Crise au FN : un remake de la scission mégrétiste ?

Ce 20 mai, au Parlement européen de Strasbourg, Marine Le Pen et son père se croisent. Il ne s'adressent pas la parole. Jean-Marie Le Pen dit ne pas comprendre « la persécution » dont il est victime. Il poursuit au micro de RTL : « J’aimerais comprendre mais personne ne m’explique. J’attends quelques éclaircissements, quelques signaux positifs ».

L'histoire du FN se répète-t-elle ? Le parti d'extrême droite a, depuis sa fondation, fait face à divers épisodes conflictuels. Jean-Marie Le Pen n’a jamais vraiment supporté ses rivaux potentiels. Depuis quelques temps, les déclarations assassines entre Floriant Philippot et l'ancien président du FN ne manquent pas. Outre les attaques liées à sa vie privée, le numéro 2 du FN est accusé d’avoir perverti le FN en y imposant ses idées, notamment « gauchistes ». Jean-Marie Le Pen insiste également sur l’emprise qu’exercerait le vice-président chargé de la stratégie et de la communication sur sa fille. « Elle ne doit pas laisser des apparatchiks s'emparer de l'appareil. C'est Philippot ou Le Pen, un des deux, il faut que les choses soient claires », affirme-t-il.

De nouveau, certains rapprochements peuvent être établis avec la fin des années 1990 lors de l’épisode de la scission mégrétiste. Le divorce politique entre les deux hommes forts du parti se déroule alors que le FN est en pleine dynamique électorale. Depuis février 1997, Vitrolles est la quatrième municipalité FN. Aux élections législatives anticipées de mai 1997, le parti obtient près de 15% des suffrages… et quelques mois plus tard, en décembre, Jean-Marie Le Pen récidive sur le « détail ». Le décor est idéal : le président du FN se trouve alors à Munich. À ses côtés, un de ses hagiographes présente son dernier ouvrage Le Pen, le rebelle. Le Front national, un modèle pour l'Allemagne. Il s'agit de l'ancien Waffen SS et ancien président du parti d'extrême droite allemand des Republikaner, Franz Schönhuber.

Les stratégies entre le président du FN et son numéro deux s'opposent totalement. Celle de Jean-Marie Le Pen multiplie les provocations et expose, de plus en plus, une ligne politique incohérente et disqualifiante pour la suite. L'autre, représentée par Bruno Mégret et ses hommes de main, se focalise sur deux aspects : l'avenir du Front national (sans Jean-Marie Le Pen) et la dédiabolisation du parti.
_ _ _ _ _ _ _
## CONSIGNE:
Répondez aux questions suivantes en vous appuyant sur le texte fourni ci-dessus.
1. Dans quel lieu Marine Le Pen et son père se croisent-ils le 20 mai ?
2. Quelle ville est devenue la quatrième municipalité FN en février 1997 ?
3. Qui présente à Munich l'ouvrage « Le Pen, le rebelle. Le Front national, un modèle pour l'Allemagne » ?
_ _ _ _ _ _ _
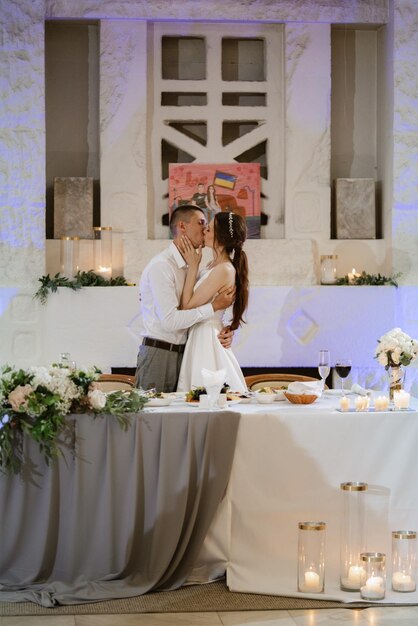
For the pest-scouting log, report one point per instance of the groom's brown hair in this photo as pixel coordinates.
(182, 214)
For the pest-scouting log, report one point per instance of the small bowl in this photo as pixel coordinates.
(265, 398)
(300, 398)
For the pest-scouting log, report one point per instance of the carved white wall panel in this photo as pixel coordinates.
(269, 118)
(308, 90)
(259, 10)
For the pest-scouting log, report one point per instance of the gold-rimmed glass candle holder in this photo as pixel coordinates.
(103, 251)
(353, 534)
(404, 560)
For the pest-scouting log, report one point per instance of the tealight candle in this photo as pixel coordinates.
(312, 581)
(362, 403)
(401, 399)
(352, 276)
(344, 403)
(375, 587)
(356, 575)
(402, 582)
(381, 403)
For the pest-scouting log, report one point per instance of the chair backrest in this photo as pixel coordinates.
(115, 382)
(276, 381)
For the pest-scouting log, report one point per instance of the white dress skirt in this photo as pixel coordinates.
(203, 350)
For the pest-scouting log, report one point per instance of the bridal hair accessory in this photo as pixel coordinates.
(231, 228)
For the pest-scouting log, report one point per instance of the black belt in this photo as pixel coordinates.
(164, 345)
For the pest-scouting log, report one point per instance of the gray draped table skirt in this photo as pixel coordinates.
(120, 513)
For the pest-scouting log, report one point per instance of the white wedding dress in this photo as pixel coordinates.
(203, 350)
_ _ _ _ _ _ _
## RÉPONSE:
1. Au Parlement européen de Strasbourg.
2. Vitrolles.
3. Franz Schönhuber, ancien Waffen SS et ancien président des Republikaner.